[What you need to do]: Extract every line in the listing below that contains the string "bush".

[Dataset listing on object pointing]:

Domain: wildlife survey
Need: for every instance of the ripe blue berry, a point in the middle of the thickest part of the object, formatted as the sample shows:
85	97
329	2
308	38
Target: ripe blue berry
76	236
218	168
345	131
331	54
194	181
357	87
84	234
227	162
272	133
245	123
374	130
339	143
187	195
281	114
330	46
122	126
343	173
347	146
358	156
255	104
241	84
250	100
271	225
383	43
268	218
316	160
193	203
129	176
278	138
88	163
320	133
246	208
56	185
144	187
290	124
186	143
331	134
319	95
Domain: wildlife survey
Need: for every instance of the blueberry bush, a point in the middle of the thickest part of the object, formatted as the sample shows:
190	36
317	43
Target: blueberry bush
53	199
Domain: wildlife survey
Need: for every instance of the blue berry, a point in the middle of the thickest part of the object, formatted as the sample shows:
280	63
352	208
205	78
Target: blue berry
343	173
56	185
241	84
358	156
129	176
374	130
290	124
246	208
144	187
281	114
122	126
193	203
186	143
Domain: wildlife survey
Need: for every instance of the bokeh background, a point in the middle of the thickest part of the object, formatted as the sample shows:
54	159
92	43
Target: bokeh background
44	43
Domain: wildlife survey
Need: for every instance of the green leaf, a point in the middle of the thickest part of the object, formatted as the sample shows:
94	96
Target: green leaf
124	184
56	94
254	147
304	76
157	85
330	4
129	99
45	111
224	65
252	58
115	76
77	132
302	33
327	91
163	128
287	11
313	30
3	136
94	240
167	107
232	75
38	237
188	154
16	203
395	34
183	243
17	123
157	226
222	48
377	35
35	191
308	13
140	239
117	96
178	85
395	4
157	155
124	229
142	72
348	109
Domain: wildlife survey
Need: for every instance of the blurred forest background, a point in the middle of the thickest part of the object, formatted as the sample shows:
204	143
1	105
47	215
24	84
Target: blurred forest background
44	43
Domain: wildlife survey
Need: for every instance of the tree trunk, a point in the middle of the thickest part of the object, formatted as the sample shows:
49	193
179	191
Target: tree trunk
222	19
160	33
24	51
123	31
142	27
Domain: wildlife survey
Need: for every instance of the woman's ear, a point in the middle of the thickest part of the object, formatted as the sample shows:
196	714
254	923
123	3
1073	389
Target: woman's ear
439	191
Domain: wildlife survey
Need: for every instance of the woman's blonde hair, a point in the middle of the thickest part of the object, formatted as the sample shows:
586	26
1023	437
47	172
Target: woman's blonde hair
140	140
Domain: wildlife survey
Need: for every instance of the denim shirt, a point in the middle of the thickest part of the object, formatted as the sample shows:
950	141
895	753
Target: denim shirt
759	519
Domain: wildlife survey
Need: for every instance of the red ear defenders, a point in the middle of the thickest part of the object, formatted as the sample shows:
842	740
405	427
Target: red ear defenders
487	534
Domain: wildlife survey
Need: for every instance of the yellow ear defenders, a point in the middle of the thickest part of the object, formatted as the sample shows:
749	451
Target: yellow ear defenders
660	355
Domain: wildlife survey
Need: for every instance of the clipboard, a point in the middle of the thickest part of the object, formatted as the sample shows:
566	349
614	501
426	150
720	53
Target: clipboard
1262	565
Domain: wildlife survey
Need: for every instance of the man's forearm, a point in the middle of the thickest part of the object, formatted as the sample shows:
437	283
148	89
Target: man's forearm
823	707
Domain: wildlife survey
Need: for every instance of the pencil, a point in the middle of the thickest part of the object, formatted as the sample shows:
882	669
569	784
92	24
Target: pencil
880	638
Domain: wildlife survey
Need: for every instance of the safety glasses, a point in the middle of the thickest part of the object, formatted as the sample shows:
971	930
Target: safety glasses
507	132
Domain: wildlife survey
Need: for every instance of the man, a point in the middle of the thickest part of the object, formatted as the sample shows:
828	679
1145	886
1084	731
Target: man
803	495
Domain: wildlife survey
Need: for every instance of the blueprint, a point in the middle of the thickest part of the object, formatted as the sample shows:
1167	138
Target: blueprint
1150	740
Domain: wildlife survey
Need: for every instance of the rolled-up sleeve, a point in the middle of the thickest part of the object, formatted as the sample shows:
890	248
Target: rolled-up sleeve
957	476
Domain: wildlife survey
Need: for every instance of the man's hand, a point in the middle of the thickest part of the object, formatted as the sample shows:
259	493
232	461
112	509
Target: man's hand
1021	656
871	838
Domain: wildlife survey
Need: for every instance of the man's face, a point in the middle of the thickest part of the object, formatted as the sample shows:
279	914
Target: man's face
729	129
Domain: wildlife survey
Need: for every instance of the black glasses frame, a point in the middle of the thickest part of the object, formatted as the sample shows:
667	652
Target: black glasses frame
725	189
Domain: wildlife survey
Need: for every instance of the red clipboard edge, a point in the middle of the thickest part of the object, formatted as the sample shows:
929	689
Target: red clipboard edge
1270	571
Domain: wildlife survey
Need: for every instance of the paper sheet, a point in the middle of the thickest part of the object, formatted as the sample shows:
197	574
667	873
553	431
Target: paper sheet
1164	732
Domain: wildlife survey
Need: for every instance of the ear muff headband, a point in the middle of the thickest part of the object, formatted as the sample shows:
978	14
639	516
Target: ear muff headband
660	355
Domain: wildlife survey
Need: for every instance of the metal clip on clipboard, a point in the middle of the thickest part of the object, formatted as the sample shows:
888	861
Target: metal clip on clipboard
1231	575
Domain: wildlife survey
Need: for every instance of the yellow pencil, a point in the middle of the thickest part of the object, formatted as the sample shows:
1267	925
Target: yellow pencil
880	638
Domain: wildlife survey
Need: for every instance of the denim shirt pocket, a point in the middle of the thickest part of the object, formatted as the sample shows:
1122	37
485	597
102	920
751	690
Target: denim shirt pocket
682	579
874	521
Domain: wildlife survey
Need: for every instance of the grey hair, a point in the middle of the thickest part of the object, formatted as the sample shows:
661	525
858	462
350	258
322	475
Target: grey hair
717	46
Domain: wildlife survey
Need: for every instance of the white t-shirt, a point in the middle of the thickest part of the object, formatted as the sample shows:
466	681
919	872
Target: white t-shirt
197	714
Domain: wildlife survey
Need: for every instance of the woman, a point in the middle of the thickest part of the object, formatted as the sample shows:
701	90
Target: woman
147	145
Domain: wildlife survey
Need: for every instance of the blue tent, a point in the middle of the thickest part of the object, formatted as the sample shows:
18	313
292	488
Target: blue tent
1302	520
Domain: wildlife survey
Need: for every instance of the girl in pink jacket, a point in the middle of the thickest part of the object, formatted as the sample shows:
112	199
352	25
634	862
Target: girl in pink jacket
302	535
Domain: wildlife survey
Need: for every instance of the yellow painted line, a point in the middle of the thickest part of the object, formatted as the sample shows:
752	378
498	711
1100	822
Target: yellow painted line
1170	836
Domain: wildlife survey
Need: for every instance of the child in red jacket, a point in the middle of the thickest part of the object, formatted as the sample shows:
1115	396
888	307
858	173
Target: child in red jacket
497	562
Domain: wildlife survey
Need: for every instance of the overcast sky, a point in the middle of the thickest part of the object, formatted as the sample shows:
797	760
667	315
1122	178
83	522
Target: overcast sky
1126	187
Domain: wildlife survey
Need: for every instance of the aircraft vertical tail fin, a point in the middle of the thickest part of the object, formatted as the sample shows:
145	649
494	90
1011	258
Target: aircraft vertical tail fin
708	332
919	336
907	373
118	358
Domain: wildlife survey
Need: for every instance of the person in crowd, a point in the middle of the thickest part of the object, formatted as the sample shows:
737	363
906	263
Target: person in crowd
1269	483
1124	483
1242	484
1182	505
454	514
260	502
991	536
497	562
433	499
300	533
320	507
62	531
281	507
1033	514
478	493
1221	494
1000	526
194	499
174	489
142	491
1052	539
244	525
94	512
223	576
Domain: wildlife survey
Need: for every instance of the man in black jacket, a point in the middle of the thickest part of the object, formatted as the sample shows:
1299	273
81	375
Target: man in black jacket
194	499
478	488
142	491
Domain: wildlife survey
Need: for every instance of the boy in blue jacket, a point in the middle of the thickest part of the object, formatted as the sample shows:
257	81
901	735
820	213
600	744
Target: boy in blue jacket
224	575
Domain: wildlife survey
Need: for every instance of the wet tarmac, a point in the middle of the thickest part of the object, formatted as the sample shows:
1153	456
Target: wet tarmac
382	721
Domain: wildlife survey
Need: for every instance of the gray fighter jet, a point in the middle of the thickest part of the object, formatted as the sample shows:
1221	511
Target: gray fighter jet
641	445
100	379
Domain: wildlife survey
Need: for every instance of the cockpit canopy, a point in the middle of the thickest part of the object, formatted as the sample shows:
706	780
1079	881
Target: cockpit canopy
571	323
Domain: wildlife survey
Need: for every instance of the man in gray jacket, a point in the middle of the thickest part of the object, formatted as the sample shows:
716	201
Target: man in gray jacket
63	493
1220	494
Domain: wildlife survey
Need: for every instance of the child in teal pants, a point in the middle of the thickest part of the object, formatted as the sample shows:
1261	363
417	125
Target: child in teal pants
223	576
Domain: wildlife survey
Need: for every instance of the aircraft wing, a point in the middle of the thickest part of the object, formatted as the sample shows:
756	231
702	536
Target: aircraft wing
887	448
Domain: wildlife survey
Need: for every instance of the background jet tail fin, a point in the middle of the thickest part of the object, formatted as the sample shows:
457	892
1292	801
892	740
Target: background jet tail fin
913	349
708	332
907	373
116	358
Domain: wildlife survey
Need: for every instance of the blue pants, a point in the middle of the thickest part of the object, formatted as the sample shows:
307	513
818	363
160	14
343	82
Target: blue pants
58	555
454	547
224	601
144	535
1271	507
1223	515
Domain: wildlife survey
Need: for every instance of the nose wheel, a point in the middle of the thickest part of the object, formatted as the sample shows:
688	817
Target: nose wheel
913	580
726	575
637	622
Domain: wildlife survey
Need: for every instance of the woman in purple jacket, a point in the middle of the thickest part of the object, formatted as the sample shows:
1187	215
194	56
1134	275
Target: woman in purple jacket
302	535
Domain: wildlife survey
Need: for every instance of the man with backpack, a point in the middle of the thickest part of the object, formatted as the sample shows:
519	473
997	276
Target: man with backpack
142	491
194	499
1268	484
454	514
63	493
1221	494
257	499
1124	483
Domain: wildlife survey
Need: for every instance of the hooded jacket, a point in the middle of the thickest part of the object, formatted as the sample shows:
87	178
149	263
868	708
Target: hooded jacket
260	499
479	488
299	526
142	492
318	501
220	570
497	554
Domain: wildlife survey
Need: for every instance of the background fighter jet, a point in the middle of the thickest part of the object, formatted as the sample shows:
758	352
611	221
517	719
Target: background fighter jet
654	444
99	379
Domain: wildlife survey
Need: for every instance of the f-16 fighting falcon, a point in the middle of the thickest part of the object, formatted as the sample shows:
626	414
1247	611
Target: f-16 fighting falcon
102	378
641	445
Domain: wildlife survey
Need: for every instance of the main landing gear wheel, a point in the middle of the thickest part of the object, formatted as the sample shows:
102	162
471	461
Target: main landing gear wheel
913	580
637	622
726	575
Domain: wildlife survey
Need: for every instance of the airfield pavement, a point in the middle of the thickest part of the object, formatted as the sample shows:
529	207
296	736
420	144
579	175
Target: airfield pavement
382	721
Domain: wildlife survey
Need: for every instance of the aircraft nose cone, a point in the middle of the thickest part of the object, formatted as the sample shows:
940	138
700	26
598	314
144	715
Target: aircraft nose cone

[Correct answer]:
Need: for every instance of the blueberry bush, a point in the middle of the thickest part of the object, formatted as the sample shows:
Target: blueberry bush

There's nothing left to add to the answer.